** What is needed **
Return only the lines from the top of the material through the line marked by "Target: white air conditioner unit", unaltered.

** Given records **
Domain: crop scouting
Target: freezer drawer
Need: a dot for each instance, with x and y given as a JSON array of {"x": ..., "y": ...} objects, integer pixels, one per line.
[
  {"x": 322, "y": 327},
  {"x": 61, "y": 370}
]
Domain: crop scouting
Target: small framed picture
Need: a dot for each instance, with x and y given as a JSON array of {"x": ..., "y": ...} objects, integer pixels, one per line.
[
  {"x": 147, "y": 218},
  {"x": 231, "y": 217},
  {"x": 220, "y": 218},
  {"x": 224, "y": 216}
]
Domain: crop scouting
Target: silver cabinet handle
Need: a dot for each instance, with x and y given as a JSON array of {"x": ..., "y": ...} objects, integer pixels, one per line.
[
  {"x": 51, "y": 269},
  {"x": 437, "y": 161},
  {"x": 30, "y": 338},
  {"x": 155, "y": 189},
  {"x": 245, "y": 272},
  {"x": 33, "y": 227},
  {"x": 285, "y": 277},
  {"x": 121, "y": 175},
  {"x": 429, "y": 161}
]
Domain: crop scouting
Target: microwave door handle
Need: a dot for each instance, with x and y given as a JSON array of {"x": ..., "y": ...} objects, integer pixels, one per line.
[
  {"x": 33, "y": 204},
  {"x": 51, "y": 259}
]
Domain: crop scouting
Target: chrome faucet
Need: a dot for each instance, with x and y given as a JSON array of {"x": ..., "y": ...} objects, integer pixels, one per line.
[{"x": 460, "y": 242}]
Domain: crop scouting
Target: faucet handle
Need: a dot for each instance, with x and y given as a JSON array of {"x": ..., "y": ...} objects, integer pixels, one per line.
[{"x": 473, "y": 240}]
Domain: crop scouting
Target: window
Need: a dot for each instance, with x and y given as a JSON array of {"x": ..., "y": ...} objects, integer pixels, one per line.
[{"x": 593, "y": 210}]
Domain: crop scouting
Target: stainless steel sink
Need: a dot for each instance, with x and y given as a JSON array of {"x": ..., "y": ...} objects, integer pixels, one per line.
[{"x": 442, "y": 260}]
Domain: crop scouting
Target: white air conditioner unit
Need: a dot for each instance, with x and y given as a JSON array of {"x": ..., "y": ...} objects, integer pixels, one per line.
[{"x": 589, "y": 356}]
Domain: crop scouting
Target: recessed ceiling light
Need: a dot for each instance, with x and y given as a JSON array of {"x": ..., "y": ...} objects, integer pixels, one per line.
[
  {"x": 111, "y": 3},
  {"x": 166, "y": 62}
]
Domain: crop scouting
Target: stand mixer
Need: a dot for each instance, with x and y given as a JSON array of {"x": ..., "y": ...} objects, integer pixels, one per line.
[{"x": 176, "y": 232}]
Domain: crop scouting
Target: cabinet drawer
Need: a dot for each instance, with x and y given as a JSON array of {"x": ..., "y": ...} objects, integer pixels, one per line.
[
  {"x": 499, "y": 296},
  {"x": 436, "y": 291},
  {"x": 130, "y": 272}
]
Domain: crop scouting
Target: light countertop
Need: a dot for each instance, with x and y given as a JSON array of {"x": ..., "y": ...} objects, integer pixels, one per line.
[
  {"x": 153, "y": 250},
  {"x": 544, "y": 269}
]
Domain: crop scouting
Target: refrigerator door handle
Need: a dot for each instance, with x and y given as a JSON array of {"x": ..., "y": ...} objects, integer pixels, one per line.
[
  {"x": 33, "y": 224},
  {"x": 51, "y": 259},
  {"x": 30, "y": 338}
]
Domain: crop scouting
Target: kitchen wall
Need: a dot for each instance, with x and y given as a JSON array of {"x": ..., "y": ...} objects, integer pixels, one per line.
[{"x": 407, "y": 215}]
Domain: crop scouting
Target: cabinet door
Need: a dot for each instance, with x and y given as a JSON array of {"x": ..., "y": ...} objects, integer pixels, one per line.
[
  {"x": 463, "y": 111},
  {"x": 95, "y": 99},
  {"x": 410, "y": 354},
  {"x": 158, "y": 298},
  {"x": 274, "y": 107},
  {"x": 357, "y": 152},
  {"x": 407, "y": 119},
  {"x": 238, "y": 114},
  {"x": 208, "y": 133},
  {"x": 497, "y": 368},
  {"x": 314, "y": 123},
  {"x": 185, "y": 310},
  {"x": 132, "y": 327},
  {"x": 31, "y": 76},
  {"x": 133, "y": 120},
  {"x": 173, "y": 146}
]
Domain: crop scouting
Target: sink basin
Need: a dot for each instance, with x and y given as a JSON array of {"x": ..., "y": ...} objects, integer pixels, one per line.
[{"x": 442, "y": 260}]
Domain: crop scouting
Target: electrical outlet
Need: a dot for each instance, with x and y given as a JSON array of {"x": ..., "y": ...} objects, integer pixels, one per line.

** Output below **
Domain: crop scouting
Target: freezer drawer
Need: a dot for each instance, with x and y given as a JSON array of {"x": ..., "y": ...} objects, integer pixels, one per line.
[
  {"x": 322, "y": 327},
  {"x": 61, "y": 370}
]
Domain: crop scouting
Target: small framed picture
Need: a dot for each instance, with x and y given as a JSON array of {"x": ..., "y": ...} objects, integer pixels, one per line.
[
  {"x": 147, "y": 218},
  {"x": 231, "y": 217},
  {"x": 220, "y": 218},
  {"x": 224, "y": 216}
]
Domain: crop scouting
Target: silver cabinet handle
Need: a dot for each instance, with x and y given as a JSON array of {"x": ..., "y": ...} objects, integer pixels, one per line.
[
  {"x": 51, "y": 269},
  {"x": 437, "y": 161},
  {"x": 30, "y": 338},
  {"x": 155, "y": 189},
  {"x": 245, "y": 272},
  {"x": 33, "y": 227},
  {"x": 285, "y": 277},
  {"x": 121, "y": 175},
  {"x": 429, "y": 161}
]
Domain: crop scouting
Target: microwave door handle
Need: a dot for each instance, with x and y given as a JSON array of {"x": ..., "y": ...} objects, integer pixels, one per line.
[
  {"x": 33, "y": 204},
  {"x": 51, "y": 259}
]
Domain: crop scouting
Target: chrome faucet
Need: a dot for each instance, with x and y given as a JSON array of {"x": ..., "y": ...} objects, integer pixels, one per line.
[{"x": 460, "y": 242}]
Domain: crop scouting
Target: faucet handle
Need: a dot for each instance, with x and y given as a JSON array of {"x": ..., "y": ...} objects, integer pixels, one per line.
[{"x": 473, "y": 240}]
Domain: crop scouting
Target: window
Need: a dot for each instance, with x and y given as a JSON array of {"x": ..., "y": ...} objects, integer pixels, one per line.
[{"x": 593, "y": 210}]
Domain: crop scouting
Target: stainless steel sink
Need: a dot for each instance, with x and y given as a JSON array of {"x": ..., "y": ...} objects, integer pixels, one per line.
[{"x": 442, "y": 260}]
Domain: crop scouting
Target: white air conditioner unit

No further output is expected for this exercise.